* Problem requirements: From the data that follows, copy every line holding the string "railway".

##### Material for this task

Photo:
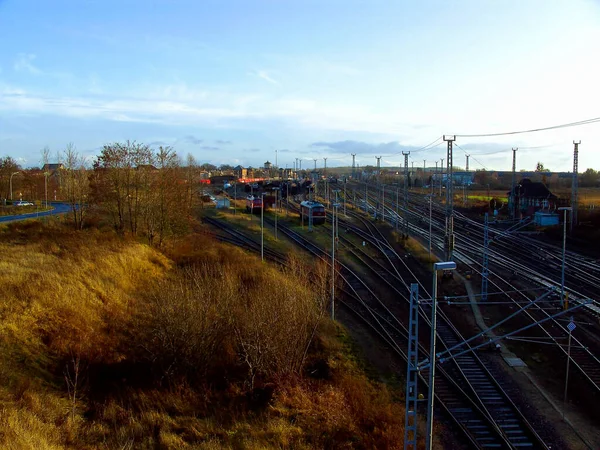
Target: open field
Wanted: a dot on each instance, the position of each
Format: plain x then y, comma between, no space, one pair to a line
108,343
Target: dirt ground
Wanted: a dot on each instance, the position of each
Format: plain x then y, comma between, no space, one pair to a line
542,402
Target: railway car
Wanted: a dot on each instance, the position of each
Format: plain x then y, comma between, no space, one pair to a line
253,204
316,209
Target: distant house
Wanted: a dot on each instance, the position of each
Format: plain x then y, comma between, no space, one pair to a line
531,196
148,167
240,172
53,167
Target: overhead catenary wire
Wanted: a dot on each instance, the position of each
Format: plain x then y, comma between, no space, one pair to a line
475,159
553,127
425,147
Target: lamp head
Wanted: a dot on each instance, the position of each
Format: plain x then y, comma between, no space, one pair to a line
448,265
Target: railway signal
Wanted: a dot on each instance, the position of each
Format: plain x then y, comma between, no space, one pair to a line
571,326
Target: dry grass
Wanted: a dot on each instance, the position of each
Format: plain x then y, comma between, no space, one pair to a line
106,343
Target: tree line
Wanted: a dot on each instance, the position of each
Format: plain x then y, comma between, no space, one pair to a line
139,190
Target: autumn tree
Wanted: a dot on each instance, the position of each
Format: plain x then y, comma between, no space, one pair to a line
123,181
589,178
76,185
143,190
539,167
8,166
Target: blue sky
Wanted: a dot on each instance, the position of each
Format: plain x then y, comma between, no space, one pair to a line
233,81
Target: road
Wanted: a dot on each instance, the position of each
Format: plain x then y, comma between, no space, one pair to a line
59,208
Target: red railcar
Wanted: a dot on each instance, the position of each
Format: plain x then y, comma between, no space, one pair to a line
253,204
315,209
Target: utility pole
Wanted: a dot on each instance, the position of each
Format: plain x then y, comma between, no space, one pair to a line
432,180
574,186
484,271
513,209
383,203
449,240
405,215
397,202
333,263
345,182
441,176
412,371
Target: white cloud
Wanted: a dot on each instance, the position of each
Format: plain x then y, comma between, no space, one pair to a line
24,63
262,74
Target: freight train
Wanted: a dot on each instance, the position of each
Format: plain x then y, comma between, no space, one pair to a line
311,208
253,204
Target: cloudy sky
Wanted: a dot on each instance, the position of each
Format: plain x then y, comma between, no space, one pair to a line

##########

* Finished task:
Target: railway car
Target: railway signal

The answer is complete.